* DATA SHOWN
::::::::::

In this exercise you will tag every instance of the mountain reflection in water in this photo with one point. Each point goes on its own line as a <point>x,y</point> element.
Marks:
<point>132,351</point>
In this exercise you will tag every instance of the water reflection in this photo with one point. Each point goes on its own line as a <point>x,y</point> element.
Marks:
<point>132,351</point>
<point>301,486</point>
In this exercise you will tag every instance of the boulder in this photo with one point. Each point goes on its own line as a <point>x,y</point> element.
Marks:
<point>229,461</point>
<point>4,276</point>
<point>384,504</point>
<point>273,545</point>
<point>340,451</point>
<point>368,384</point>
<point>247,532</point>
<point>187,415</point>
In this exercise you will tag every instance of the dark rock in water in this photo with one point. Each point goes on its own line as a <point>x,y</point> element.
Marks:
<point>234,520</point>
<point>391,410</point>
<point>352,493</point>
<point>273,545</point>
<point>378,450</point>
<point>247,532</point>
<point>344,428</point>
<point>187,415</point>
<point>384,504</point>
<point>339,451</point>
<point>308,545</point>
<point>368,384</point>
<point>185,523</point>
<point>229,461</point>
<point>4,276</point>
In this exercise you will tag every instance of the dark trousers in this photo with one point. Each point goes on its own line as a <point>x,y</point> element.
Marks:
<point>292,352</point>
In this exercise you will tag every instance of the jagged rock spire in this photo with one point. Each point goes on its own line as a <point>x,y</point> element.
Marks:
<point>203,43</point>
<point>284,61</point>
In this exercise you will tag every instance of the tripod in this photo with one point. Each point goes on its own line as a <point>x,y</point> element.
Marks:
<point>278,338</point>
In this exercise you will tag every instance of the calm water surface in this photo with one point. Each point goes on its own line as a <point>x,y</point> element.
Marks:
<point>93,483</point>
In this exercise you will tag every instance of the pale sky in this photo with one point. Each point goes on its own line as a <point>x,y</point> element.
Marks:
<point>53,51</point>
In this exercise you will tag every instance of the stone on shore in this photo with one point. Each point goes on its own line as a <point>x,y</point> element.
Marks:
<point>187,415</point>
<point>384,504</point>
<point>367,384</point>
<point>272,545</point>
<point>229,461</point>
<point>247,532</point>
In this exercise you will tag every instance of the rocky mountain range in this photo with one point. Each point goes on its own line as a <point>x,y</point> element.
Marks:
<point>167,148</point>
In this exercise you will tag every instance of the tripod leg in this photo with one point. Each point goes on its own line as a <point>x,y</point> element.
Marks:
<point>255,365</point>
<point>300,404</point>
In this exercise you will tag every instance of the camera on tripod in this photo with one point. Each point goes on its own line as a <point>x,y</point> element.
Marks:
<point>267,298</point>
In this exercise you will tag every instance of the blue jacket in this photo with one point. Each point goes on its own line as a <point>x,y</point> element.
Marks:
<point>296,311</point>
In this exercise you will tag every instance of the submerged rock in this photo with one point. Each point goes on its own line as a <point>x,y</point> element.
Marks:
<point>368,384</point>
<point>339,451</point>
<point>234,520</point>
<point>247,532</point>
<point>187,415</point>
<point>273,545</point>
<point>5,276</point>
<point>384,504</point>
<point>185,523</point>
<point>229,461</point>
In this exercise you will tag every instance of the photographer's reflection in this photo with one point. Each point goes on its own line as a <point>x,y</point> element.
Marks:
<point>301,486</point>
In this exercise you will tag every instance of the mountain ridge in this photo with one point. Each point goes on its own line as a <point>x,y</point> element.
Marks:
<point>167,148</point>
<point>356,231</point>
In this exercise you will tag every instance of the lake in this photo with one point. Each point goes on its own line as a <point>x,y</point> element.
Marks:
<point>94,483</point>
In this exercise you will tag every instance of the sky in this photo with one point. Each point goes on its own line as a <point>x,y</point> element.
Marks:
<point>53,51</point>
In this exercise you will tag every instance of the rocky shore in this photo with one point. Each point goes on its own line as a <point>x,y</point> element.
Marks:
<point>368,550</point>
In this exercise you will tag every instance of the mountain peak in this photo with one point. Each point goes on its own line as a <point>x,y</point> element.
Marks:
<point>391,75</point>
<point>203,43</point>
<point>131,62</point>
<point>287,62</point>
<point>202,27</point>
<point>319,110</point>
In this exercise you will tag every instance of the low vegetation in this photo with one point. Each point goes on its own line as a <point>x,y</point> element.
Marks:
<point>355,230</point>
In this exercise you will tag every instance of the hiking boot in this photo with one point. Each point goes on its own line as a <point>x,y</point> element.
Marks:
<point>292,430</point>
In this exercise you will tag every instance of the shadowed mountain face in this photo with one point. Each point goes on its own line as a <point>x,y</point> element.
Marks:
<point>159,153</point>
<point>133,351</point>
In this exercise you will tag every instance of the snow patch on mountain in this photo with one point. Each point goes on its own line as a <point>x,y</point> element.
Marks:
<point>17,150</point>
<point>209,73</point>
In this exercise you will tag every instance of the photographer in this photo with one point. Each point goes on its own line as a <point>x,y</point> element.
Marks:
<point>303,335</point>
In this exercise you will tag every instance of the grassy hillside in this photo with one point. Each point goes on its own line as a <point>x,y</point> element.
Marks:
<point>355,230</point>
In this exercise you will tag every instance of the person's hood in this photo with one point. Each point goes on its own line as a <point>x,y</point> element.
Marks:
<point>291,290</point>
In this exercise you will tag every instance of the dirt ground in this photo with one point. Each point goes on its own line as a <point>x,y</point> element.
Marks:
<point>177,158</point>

::::::::::

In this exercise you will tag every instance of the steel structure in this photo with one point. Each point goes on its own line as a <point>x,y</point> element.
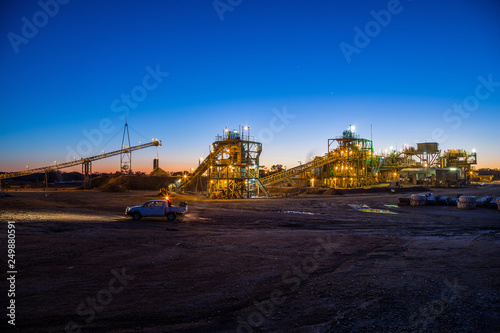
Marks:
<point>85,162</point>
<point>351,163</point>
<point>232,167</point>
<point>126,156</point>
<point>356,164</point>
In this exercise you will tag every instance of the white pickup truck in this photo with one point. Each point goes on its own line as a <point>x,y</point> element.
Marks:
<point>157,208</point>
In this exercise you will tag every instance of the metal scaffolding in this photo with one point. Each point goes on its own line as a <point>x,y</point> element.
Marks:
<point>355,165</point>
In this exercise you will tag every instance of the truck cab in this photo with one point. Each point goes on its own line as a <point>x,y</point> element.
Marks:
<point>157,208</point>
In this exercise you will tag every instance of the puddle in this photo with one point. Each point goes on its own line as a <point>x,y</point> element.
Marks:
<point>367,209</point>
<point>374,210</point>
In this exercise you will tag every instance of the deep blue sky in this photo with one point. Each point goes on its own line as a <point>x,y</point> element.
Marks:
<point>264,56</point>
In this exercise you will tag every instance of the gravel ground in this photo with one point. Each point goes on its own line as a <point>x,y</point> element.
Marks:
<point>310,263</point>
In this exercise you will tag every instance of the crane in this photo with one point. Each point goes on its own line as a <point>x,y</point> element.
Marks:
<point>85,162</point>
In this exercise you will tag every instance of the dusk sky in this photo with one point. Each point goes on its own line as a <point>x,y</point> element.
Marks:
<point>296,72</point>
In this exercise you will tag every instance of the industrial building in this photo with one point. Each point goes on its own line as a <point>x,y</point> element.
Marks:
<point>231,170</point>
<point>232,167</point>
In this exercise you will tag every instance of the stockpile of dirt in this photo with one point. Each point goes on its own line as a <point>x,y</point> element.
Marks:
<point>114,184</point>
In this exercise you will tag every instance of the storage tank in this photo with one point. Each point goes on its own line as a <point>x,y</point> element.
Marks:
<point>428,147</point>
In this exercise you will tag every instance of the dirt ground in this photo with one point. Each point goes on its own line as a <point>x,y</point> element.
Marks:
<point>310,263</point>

::::::::::

* ABOUT THIS TASK
Scan the records for lines with the string "photographer". Give the number of such lines and nothing else.

* ANSWER FOR THE TASK
2